I guess many of us started our interest in gardening with cacti. Despite their obvious drawback of really nasty spines they are so often given to children as first plants. I guess because it’s thought, quite rightly, that these don’t quickly die of neglect. However you can kill them with kindness- too much watering or fertiliser, especially in the darker colder months, will eventually kill most cacti. Mind you, if spotted in time, the top can often be cut away from the rotting roots, dried off and re-rooted. Indeed, to my shame, I have had to ‘rescue’ some of mine several times. The converse, of dessication, is still possible but obviously cacti have evolved to cope with this. Sudden unusually hot sun can scorch them -but more of a danger is condensation and drips. Otherwise cacti are amongst the easiest of plants to tend. Given almost any soil as long as it’s free draining and most are happy. And of course a dry sunny position- there are few shade lovers other than a few tree dwelling forms.
Many cacti are satisfactory plants for years for their simple, pleasing, if spiny, forms, and then one day they surprise you when they produce staggeringly beautiful flowers. Many flower sporadically but some such as the Christmas Zygocactus reliably throw blooms every year and if happy in profusion. (Never move a cactus once the flower buds form or they may drop.) And you do not even need a heated glasshouse to get started as many cacti are almost or even actually hardy. It is damp that gets them not dry cold so a cold greenhouse or even an alpine house is fine. Opuntias, somewhat amazingly, are often grown outdoors- I had several at the sunny base of a hedge for several years until rather unexpectedly a plague of slugs not the weather got them.

***

• **WHAT TO DO**:
**1)** Reproduce the passage on growing cacti word for word, starting at "Many cacti are satisfactory" and ending at "weather got them.".
**2)** State whether each statement agrees with the passage on growing cacti, answering yes or no and quoting the deciding words of the passage: (a) Too much watering in the darker, colder months will eventually kill most cacti. (b) A heated glasshouse is needed to start growing cacti. (c) The Opuntias grown at the base of a hedge were killed by the weather.
**3)** Resume the passage on growing cacti, writing on from its final sentence.

Records from a data collection
***

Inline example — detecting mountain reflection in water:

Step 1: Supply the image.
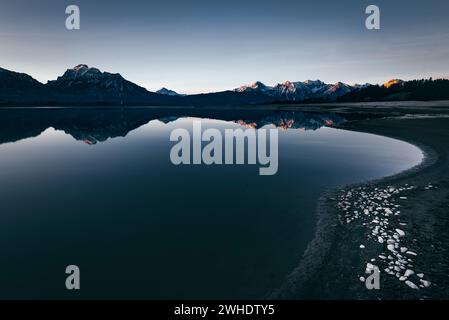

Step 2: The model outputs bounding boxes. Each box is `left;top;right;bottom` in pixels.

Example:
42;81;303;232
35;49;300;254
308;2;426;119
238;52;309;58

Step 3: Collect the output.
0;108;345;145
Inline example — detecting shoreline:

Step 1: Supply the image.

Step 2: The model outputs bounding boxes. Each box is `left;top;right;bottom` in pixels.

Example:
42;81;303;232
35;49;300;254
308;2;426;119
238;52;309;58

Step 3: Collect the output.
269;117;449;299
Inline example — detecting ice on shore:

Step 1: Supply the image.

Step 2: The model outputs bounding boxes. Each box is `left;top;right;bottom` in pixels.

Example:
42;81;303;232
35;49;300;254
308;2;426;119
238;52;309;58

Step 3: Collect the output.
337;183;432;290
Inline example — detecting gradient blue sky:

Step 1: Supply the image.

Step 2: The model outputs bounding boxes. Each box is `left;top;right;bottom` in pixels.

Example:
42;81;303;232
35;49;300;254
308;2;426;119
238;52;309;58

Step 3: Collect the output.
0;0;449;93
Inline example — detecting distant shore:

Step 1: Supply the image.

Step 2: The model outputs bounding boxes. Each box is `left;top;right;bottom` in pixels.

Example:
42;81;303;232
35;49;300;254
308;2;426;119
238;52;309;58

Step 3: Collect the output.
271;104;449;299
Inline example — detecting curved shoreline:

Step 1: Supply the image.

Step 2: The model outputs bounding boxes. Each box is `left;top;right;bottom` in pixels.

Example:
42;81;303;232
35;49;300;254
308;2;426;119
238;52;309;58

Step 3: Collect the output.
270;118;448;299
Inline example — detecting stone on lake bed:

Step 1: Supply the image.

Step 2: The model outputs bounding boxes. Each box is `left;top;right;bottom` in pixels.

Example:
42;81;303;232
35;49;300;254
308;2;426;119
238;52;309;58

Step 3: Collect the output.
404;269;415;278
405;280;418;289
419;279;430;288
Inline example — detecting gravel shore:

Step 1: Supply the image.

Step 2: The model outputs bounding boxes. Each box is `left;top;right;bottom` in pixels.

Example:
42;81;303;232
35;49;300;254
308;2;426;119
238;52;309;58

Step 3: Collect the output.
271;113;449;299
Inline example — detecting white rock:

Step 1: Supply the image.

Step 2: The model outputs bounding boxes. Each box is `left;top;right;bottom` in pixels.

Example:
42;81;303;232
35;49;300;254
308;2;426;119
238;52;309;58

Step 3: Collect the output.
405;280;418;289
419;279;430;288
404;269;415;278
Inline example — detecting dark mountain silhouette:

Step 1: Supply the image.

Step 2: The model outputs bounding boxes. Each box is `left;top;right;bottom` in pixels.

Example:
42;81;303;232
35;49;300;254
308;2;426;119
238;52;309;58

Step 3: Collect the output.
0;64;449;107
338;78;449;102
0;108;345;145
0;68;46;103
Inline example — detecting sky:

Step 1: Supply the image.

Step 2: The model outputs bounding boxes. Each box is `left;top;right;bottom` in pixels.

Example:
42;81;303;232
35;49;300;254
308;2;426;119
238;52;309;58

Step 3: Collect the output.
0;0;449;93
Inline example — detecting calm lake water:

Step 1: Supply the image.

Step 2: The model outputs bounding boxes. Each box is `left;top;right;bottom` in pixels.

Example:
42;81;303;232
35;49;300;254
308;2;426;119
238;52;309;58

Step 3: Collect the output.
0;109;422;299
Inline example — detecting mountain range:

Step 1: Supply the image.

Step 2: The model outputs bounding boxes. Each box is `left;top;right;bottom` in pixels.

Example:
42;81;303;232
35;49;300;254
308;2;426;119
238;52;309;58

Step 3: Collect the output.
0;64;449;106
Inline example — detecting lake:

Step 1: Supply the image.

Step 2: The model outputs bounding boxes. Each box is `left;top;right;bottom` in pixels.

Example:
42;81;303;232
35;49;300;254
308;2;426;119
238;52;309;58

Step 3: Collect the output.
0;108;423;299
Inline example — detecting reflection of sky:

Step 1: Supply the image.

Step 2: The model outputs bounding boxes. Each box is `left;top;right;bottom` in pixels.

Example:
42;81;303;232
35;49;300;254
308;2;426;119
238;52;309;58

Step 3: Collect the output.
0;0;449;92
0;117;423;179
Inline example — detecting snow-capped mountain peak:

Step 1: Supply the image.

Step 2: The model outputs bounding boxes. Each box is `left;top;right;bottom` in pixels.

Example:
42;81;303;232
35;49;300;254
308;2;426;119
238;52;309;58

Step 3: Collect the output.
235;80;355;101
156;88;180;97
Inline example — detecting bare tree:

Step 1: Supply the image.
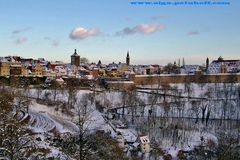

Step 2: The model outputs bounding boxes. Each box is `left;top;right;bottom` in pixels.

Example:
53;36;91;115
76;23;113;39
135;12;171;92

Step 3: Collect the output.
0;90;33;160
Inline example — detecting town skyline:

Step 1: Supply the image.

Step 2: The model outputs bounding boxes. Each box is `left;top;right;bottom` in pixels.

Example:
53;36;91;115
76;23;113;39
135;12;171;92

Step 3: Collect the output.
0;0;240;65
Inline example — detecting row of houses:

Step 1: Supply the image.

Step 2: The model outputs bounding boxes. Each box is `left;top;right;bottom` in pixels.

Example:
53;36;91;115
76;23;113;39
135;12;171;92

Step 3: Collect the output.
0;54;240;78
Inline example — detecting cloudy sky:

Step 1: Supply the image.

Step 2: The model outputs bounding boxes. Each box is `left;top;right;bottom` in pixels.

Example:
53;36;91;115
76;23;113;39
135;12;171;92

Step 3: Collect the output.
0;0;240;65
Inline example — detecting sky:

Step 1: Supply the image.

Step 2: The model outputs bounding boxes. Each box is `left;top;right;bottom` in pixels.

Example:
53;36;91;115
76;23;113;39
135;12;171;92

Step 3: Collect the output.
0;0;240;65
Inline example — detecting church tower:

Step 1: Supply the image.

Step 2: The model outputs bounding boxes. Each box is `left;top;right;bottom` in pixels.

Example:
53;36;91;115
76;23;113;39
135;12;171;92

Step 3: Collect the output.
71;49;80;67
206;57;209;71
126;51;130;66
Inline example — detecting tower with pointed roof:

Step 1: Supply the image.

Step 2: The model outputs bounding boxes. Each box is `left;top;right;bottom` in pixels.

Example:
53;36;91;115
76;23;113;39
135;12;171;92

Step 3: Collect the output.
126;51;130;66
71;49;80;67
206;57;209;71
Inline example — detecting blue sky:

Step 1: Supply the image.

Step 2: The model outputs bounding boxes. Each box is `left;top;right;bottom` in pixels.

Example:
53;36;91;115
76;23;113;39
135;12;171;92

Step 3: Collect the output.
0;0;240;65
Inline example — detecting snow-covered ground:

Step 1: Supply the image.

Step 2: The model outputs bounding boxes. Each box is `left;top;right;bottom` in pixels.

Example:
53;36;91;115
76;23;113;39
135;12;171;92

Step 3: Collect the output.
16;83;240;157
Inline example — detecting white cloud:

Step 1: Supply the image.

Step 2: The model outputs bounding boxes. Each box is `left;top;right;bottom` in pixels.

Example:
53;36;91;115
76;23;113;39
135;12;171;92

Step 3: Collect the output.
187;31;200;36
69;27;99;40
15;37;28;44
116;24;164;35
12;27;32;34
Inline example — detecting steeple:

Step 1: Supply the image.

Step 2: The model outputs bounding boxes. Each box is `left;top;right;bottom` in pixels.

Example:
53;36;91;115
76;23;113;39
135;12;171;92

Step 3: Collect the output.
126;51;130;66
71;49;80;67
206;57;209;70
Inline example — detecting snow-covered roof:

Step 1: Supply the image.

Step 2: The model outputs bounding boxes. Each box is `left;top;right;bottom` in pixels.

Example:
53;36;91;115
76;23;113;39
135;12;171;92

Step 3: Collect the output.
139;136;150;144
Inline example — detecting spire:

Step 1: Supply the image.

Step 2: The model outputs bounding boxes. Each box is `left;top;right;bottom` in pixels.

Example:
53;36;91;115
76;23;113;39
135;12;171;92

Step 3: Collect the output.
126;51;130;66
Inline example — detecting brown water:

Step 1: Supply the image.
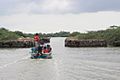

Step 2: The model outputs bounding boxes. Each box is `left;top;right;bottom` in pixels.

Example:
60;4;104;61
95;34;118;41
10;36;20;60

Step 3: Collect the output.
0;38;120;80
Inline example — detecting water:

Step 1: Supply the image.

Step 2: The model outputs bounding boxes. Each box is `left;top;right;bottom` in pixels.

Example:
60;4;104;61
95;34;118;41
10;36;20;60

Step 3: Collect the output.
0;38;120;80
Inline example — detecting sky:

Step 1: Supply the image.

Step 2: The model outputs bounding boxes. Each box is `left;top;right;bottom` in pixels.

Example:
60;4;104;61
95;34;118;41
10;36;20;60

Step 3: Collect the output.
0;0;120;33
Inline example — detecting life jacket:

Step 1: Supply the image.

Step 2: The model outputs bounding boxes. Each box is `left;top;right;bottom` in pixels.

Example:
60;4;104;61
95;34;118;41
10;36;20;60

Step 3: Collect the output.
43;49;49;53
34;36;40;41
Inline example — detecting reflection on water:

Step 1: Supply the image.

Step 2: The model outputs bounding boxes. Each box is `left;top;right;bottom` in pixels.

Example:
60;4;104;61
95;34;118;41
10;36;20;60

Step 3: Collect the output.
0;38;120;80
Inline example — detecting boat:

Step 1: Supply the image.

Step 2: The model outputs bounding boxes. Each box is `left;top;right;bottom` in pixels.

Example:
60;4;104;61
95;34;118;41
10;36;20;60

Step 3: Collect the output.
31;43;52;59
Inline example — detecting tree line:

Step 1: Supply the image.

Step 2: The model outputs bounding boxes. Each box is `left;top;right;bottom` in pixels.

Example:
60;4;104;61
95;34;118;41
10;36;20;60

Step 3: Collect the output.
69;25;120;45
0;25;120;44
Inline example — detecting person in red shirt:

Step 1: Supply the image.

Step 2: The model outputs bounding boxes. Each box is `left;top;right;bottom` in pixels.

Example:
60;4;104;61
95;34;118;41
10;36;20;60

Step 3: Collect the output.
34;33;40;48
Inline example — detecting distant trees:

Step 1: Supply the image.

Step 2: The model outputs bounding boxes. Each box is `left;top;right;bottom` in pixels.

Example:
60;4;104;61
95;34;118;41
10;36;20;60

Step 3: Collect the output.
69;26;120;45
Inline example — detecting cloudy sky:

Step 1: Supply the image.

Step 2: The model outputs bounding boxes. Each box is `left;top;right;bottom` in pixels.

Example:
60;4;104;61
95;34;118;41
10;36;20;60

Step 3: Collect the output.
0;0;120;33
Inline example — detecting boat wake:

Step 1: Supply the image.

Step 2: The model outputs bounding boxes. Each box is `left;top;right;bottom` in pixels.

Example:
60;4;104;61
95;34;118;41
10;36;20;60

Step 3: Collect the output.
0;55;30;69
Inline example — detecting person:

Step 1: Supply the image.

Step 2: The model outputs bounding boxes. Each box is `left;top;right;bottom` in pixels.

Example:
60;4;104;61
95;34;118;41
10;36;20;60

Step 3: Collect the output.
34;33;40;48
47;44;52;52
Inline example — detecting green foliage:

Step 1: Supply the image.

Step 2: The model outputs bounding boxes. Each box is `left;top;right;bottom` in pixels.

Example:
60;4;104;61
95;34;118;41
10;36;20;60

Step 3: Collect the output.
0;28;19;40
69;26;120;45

***

• **YOUR WRITTEN ANSWERS**:
**1)**
Many cacti are satisfactory plants for years for their simple, pleasing, if spiny, forms, and then one day they surprise you when they produce staggeringly beautiful flowers. Many flower sporadically but some such as the Christmas Zygocactus reliably throw blooms every year and if happy in profusion. (Never move a cactus once the flower buds form or they may drop.) And you do not even need a heated glasshouse to get started as many cacti are almost or even actually hardy. It is damp that gets them not dry cold so a cold greenhouse or even an alpine house is fine. Opuntias, somewhat amazingly, are often grown outdoors- I had several at the sunny base of a hedge for several years until rather unexpectedly a plague of slugs not the weather got them.

**2)**
(a) Yes: "too much watering or fertiliser, especially in the darker colder months, will eventually kill most cacti."
(b) No: "you do not even need a heated glasshouse to get started"
(c) No: "a plague of slugs not the weather got them."

**3)**
If you have a sunny warm greenhouse Opuntia species can be so happy they not only flower but fruit- with Prickly Pears. These are spiny outside but sweet inside and rather acid with small seeds, which if you are patient can be sown and raised. (The Dragon fruit and the Pithaya sold in supermarkets are from other, more succulent, cacti and can also be grown from their tiny black seeds embedded in the flesh.) And if you fancy cacti but not those spines there are even some spine-free ones to try such as Astrophytums and the legendary supposedly psychedelic Lophophora williamsi.